Directive 1: Retype the rows word for word, from their start through the line containing "[[[231,29],[13,25],[17,163],[227,157]]]", including both ends. Leave the pictures out.

──────── Given passage

GOD: THE REASON TO GIVE THANKS!

(Preached on Sunday, November 23, 2003)

But strive first for the kingdom of God and his righteousness, and all these things will be given to you as well.                                                    -Matthew 6:33

 

We often have great difficulty with thankfulness.

As a result, we usually trivialize it.

One reason we have so much trouble with thankfulness is the psychological dimension involved.

Sincere thanks is like saying to someone, “I love you.”

It comes from the heart and places both parties in vulnerable positions.

Honest communication always affects a relationship significantly, often taking it to a new level of commitment.

The truth is, we tend to live our lives in the shallow end of the pool.

But honest communication always takes us to the deep end.

It also binds us together in new ways — affirming a relationship that is there and even attaching new mooring lines to connect us even tighter.

It adds a new and deeper level of responsibility to our relationship.

Like “I love you”, “Thank you” implies a deeper commitment on my part to our relationship.

 

The other reason we have trouble with thanksgiving is that it implies a certain sense of being “beholdin’”.

As the self-made Americans that we are, we don’t like to think that we owe anyone anything.

After all, it our hard work and our attention to our jobs — often on the part of two partners in a household — and our careful handling of our finances, that has provided all the comforts and goods which we possess and enjoy.

Such bounties are not gifts; we have earned them ourselves.

Very rarely did we receive a hand-out or even a hand-up so that we consider that we have achieved what we have achieved through our own hard work and diligence.

 

Such a view is just a natural extension of our economic view of capitalism, our political view of democracy, both of which have lead to a strong view of individualism, along with our modernistic scientific view of the world.

We modernistic people have largely divorced God’s working from the realm of nature.

To be sure, most of us believe that God created the world in the beginning, but now we think the world operates automatically by itself.


 

All the processes of nature proceed on the basis of natural law, and God has nothing to do with them.

Nature is a closed system, proceeding according to the laws inherent in it, and there is no place where God interferes with that process.

Should God do so, we would call it a miracle.

But customarily miracles do not happen.

Nature operates by itself.

It is devoid of the working of God.

Is it any wonder we have trouble really feeling thankful?

Is it any wonder we have trouble finding energy and excitement for worship?

 

But the whole of scripture contradicts our secular views.

In this passage from Matthew, Jesus never once mentions “thanksgiving.”

────────────────
──────── Exercise inputs

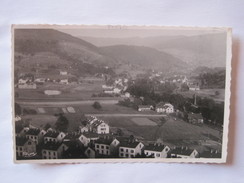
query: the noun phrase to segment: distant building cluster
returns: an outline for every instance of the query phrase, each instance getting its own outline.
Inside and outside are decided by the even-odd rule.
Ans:
[[[134,136],[118,136],[110,133],[109,128],[94,116],[89,116],[86,124],[72,133],[52,128],[45,131],[31,125],[16,127],[16,156],[17,159],[221,157],[220,152],[211,149],[199,152],[183,146],[143,142]]]

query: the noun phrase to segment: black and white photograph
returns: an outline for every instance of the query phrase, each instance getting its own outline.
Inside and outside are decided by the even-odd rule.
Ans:
[[[231,29],[13,25],[17,163],[227,157]]]

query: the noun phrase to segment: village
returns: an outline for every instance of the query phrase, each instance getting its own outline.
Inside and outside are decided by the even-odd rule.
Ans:
[[[199,91],[200,84],[189,81],[184,75],[174,75],[172,77],[161,77],[162,73],[154,71],[148,77],[149,81],[158,83],[153,86],[156,90],[160,85],[169,84],[174,86],[174,91],[181,91],[187,87],[188,91]],[[50,78],[35,78],[31,74],[23,75],[19,78],[16,87],[19,90],[36,90],[43,87],[46,82],[53,82],[59,85],[72,85],[78,82],[78,79],[73,79],[72,82],[65,78],[68,75],[67,71],[60,71],[60,77],[57,80]],[[130,115],[151,115],[172,120],[185,120],[188,124],[200,126],[211,119],[204,118],[199,110],[197,94],[194,93],[193,98],[187,105],[176,106],[172,101],[159,101],[158,103],[148,100],[148,97],[138,96],[130,93],[130,88],[136,88],[136,80],[128,77],[117,77],[115,79],[105,77],[105,83],[101,84],[102,92],[93,93],[93,107],[99,110],[102,102],[99,103],[99,98],[102,100],[110,100],[118,98],[116,105],[121,105],[132,111]],[[98,79],[98,77],[96,78]],[[93,81],[96,80],[93,77]],[[88,79],[90,82],[90,80]],[[84,81],[78,84],[84,84]],[[133,86],[133,87],[132,87]],[[140,90],[142,90],[140,88]],[[60,95],[58,90],[45,90],[47,96]],[[157,93],[157,91],[155,91]],[[136,96],[137,95],[137,96]],[[109,99],[108,99],[109,98]],[[187,103],[187,102],[186,102]],[[95,105],[96,104],[96,105]],[[44,108],[38,108],[39,112],[45,114]],[[133,112],[134,111],[134,112]],[[75,115],[73,107],[62,108],[61,113],[71,113]],[[96,112],[95,112],[96,113]],[[62,115],[62,114],[60,114]],[[66,129],[55,129],[51,127],[35,126],[32,123],[24,124],[22,118],[25,117],[23,112],[16,115],[15,130],[16,130],[16,156],[18,159],[74,159],[74,158],[220,158],[220,149],[212,148],[192,148],[187,145],[172,145],[164,144],[162,141],[152,141],[147,138],[138,138],[135,135],[125,135],[121,132],[112,131],[109,124],[96,117],[96,114],[87,115],[86,120],[79,122],[79,128],[74,131],[67,132]],[[111,114],[113,115],[113,114]],[[127,115],[127,114],[124,114]],[[134,118],[133,118],[134,119]],[[138,118],[138,125],[149,125],[152,121],[145,120],[148,118]],[[107,119],[109,120],[109,118]],[[148,122],[147,122],[148,121]],[[70,121],[72,123],[72,121]],[[145,123],[145,124],[143,124]],[[152,122],[153,123],[153,122]],[[166,140],[167,141],[167,140]],[[201,145],[200,145],[201,146]]]

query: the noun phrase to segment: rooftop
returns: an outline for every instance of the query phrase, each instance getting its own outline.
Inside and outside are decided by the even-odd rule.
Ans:
[[[42,149],[56,151],[61,146],[61,144],[62,143],[57,143],[57,142],[47,142],[43,144]]]
[[[30,128],[27,132],[26,135],[38,135],[40,133],[40,129],[38,128]]]
[[[189,149],[188,147],[176,147],[171,151],[171,154],[190,156],[192,152],[193,149]]]
[[[48,131],[44,137],[52,137],[52,138],[57,138],[57,136],[59,135],[59,132],[56,131]]]
[[[165,145],[162,144],[149,144],[145,146],[145,150],[149,151],[157,151],[157,152],[162,152],[165,148]]]
[[[29,139],[25,137],[16,137],[16,146],[23,146]]]

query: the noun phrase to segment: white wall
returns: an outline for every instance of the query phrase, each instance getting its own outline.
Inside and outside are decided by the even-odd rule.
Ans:
[[[50,3],[52,2],[52,3]],[[0,1],[1,182],[242,182],[244,180],[244,1],[242,0],[22,0]],[[229,157],[208,164],[13,164],[10,88],[11,24],[153,24],[233,27],[233,82]],[[235,91],[234,91],[235,89]],[[96,175],[96,176],[94,176]]]

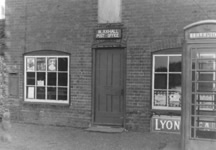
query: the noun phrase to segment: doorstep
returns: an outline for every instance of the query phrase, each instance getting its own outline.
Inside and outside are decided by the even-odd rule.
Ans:
[[[85,130],[92,131],[92,132],[104,132],[104,133],[122,133],[126,131],[124,128],[110,127],[110,126],[91,126]]]

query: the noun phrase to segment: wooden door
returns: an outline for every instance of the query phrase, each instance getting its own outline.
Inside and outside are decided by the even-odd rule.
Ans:
[[[123,124],[123,50],[96,50],[95,115],[96,124]]]

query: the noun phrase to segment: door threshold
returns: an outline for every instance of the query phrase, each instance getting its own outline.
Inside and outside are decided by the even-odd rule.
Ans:
[[[126,129],[122,127],[111,127],[111,126],[91,126],[86,129],[86,131],[92,132],[104,132],[104,133],[122,133],[126,131]]]

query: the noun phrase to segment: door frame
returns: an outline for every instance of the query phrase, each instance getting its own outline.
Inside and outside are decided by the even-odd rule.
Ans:
[[[96,77],[96,51],[98,50],[108,50],[108,49],[117,49],[122,50],[123,52],[123,124],[122,127],[125,128],[125,120],[126,120],[126,49],[122,47],[105,47],[105,48],[93,48],[92,49],[92,99],[91,99],[91,125],[96,125],[94,117],[95,117],[95,92],[96,92],[96,84],[95,84],[95,77]]]

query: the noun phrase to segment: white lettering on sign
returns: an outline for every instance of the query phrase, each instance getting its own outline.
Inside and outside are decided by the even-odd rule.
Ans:
[[[97,30],[96,38],[121,38],[121,29],[101,29]]]
[[[202,32],[202,33],[190,33],[190,39],[196,38],[216,38],[216,32]]]
[[[180,132],[180,117],[175,119],[169,118],[152,118],[154,131]]]
[[[216,123],[214,122],[199,122],[200,130],[203,131],[215,131]]]

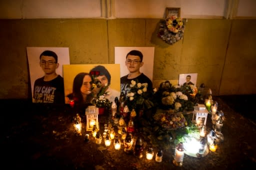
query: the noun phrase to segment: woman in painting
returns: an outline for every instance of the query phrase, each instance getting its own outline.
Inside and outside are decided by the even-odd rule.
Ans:
[[[88,104],[90,103],[92,96],[90,82],[92,77],[89,73],[81,72],[78,74],[73,81],[72,93],[66,97],[66,103],[72,99],[76,105]]]

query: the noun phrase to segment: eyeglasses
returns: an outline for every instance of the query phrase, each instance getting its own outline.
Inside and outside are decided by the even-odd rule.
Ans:
[[[50,61],[50,61],[42,60],[42,61],[41,61],[41,62],[40,63],[41,63],[41,64],[43,64],[43,65],[46,65],[46,63],[48,65],[52,65],[54,63],[56,63],[56,62],[54,62],[54,61]]]
[[[140,62],[140,61],[138,60],[130,60],[130,59],[128,59],[126,60],[126,62],[128,64],[132,63],[132,62],[133,62],[134,64],[138,64],[138,63]]]

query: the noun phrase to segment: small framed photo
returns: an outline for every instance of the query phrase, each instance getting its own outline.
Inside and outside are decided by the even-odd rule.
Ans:
[[[180,17],[180,8],[166,7],[166,17],[167,18],[172,15]]]
[[[197,78],[198,73],[180,74],[178,79],[178,84],[180,86],[187,84],[196,86]]]

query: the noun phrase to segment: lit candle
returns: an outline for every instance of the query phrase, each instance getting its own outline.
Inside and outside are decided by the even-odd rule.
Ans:
[[[92,119],[90,120],[90,127],[93,127],[94,125],[96,125],[96,121],[94,119]]]
[[[200,137],[204,137],[206,136],[206,126],[204,125],[202,125],[202,127],[201,129],[200,129]]]
[[[206,106],[207,108],[207,110],[210,111],[210,107],[212,106],[212,103],[210,103],[210,100],[209,99],[206,99]]]
[[[110,134],[108,134],[105,138],[105,145],[109,147],[111,145],[111,138]]]
[[[154,156],[154,152],[152,148],[149,148],[146,152],[146,158],[148,160],[151,160]]]
[[[216,152],[217,148],[218,148],[218,145],[216,143],[216,139],[214,139],[214,142],[212,144],[210,144],[210,145],[209,146],[209,149],[212,152]]]
[[[119,150],[121,148],[121,143],[118,136],[116,136],[114,137],[114,149],[116,150]]]
[[[174,159],[172,162],[176,166],[181,167],[183,164],[183,158],[184,157],[184,148],[183,143],[180,143],[176,146]]]
[[[70,105],[71,107],[74,107],[74,101],[72,99],[70,100]]]

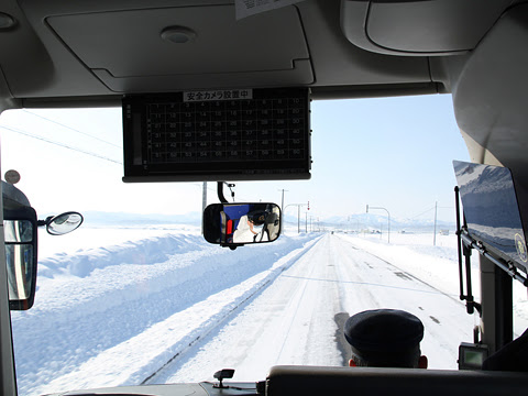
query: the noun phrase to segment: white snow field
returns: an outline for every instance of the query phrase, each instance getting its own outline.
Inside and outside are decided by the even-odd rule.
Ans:
[[[20,395],[208,381],[226,367],[235,381],[260,381],[275,364],[343,365],[338,323],[373,308],[418,316],[430,367],[455,369],[477,322],[459,299],[454,235],[432,246],[432,234],[387,244],[288,232],[235,251],[187,226],[40,237],[35,305],[12,312]],[[516,300],[526,328],[526,289]]]

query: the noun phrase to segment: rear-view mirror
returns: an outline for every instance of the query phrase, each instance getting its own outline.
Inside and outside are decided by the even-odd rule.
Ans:
[[[213,204],[204,210],[204,238],[238,246],[273,242],[280,234],[280,208],[275,204]]]

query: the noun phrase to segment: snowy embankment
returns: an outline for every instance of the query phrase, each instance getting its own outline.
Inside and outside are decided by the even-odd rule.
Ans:
[[[12,316],[20,394],[145,381],[318,237],[230,251],[177,231],[42,258],[34,307]]]

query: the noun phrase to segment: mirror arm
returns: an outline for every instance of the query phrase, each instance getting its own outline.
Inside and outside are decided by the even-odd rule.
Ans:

────────────────

Directive 2: Echo, word for word, the part of the sermon on thankfulness that opens with the words "All the processes" and closes with "working of God.".

Problem solution 1:
query: the noun phrase to segment: distant building cluster
returns: an outline for every instance of the query phrase, each instance getting its own outline.
Inside and outside are decided by the even-odd rule.
Ans:
[[[134,136],[118,136],[110,133],[109,128],[94,116],[89,116],[86,124],[72,133],[52,128],[45,131],[31,125],[16,127],[16,156],[17,159],[221,157],[220,152],[211,149],[199,152],[183,146],[143,142]]]

query: the noun phrase to segment: black and white photograph
returns: an outline for every instance of the query phrase, each instance getting its own outline.
Inside and outside are decided by the even-odd rule.
Ans:
[[[231,29],[13,25],[17,163],[227,157]]]

Problem solution 2:
All the processes of nature proceed on the basis of natural law, and God has nothing to do with them.

Nature is a closed system, proceeding according to the laws inherent in it, and there is no place where God interferes with that process.

Should God do so, we would call it a miracle.

But customarily miracles do not happen.

Nature operates by itself.

It is devoid of the working of God.